Provided records -
----------------------------------------
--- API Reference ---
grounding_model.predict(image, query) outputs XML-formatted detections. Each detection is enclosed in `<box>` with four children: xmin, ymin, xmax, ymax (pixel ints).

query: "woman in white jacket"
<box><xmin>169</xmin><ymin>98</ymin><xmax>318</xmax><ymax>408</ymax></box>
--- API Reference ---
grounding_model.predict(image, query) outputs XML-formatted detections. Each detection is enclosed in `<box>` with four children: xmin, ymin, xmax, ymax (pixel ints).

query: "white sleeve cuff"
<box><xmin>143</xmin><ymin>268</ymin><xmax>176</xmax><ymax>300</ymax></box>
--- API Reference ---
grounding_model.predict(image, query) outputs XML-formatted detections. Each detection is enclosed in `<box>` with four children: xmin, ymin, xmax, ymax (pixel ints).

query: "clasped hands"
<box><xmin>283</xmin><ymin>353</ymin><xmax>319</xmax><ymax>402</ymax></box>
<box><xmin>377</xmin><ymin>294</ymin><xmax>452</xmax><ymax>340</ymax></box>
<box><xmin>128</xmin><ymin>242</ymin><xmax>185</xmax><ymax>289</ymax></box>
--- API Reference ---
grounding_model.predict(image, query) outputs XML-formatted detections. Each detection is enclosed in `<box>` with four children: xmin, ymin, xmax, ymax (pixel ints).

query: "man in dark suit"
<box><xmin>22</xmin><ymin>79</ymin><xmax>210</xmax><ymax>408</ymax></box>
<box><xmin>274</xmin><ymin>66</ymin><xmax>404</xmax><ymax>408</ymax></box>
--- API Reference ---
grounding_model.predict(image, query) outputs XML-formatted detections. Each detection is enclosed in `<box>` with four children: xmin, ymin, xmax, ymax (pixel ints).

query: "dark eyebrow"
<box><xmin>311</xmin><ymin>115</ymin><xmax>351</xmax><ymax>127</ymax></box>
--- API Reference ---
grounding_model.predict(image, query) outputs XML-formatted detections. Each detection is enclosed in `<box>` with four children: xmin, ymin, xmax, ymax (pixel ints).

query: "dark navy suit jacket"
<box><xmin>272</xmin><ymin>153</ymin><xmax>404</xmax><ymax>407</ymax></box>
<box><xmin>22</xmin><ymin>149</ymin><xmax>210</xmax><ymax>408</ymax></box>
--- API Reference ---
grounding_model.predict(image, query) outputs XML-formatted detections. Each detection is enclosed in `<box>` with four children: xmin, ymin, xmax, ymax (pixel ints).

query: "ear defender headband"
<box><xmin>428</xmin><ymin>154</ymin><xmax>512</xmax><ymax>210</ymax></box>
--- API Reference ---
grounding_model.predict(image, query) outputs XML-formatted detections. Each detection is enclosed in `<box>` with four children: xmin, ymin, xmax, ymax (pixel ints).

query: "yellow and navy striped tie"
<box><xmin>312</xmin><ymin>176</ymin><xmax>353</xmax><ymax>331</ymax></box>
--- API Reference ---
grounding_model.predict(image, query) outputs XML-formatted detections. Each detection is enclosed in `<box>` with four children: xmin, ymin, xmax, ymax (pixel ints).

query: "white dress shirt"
----------------------------------------
Objective - The records above must be repeated exactly, every one of them.

Solution for this task -
--- API Reference ---
grounding_model.predict(image, query) outputs XML-formatted detections. Each detection is enclosed in `<box>` with four children: xmin, ymin, xmax, ymax (pixel ints).

query: "woman in white jacket"
<box><xmin>169</xmin><ymin>98</ymin><xmax>318</xmax><ymax>408</ymax></box>
--- API Reference ---
grounding_model.predict(image, query) outputs XML-formatted detections. Each detection is enclosed in `<box>` with four children: xmin, ymin, xmax, ymax (pixel ints).

query: "white sleeve cuff"
<box><xmin>143</xmin><ymin>268</ymin><xmax>176</xmax><ymax>300</ymax></box>
--- API Reference ---
grounding_model.predict(image, query) outputs XML-formatted detections. Each detection is enclosed in `<box>` with four children: xmin, ymin, xmax, ymax (pixel ints).

query: "clasped hands"
<box><xmin>283</xmin><ymin>353</ymin><xmax>319</xmax><ymax>402</ymax></box>
<box><xmin>377</xmin><ymin>294</ymin><xmax>452</xmax><ymax>340</ymax></box>
<box><xmin>128</xmin><ymin>242</ymin><xmax>185</xmax><ymax>289</ymax></box>
--- API Reference ---
grounding_model.predict(image, query) outputs XML-formatted detections. Each detection is enclosed in `<box>` with four children: xmin, ymin, xmax, ymax (pixel ints).

query: "man in dark suit"
<box><xmin>22</xmin><ymin>79</ymin><xmax>210</xmax><ymax>408</ymax></box>
<box><xmin>274</xmin><ymin>66</ymin><xmax>404</xmax><ymax>408</ymax></box>
--- API Reference ---
grounding_model.predict(image, query) outputs XML-formatted detections. Each detection is enclosed in `<box>` with four children: xmin, ymin, xmax, ymax (pixel ints).

query: "dark eyebrow"
<box><xmin>311</xmin><ymin>115</ymin><xmax>351</xmax><ymax>127</ymax></box>
--- API Reference ---
grounding_model.predict(image, query) outputs XML-formatted detections. Each detection is enclosed in `<box>` with four children: xmin, ymin, xmax, ymax (pixel ints).

query: "dark navy suit jacket"
<box><xmin>272</xmin><ymin>153</ymin><xmax>404</xmax><ymax>407</ymax></box>
<box><xmin>22</xmin><ymin>149</ymin><xmax>210</xmax><ymax>408</ymax></box>
--- API Reference ---
grounding_model.predict(image, query) outputs XML-formatted detections. Each detection is enclosed in `<box>` with four children: xmin, ymin, xmax, ymax (pixel ints).

query: "ear defender headband"
<box><xmin>428</xmin><ymin>154</ymin><xmax>512</xmax><ymax>210</ymax></box>
--- API Reference ---
grounding_model.predict(image, query) outputs XML-formatted detections. Each detection is enclosed in `<box>` with four children: xmin, ymin, xmax, ymax (pixel ints).

query: "yellow and navy striped tie"
<box><xmin>312</xmin><ymin>176</ymin><xmax>353</xmax><ymax>331</ymax></box>
--- API Reference ---
grounding_model.predict(image, query) outputs XML-formatted detections. Each detection is enclosed in `<box>` with four children: xmin, ymin, xmax, ymax (pixel ints).

query: "white dress shirt"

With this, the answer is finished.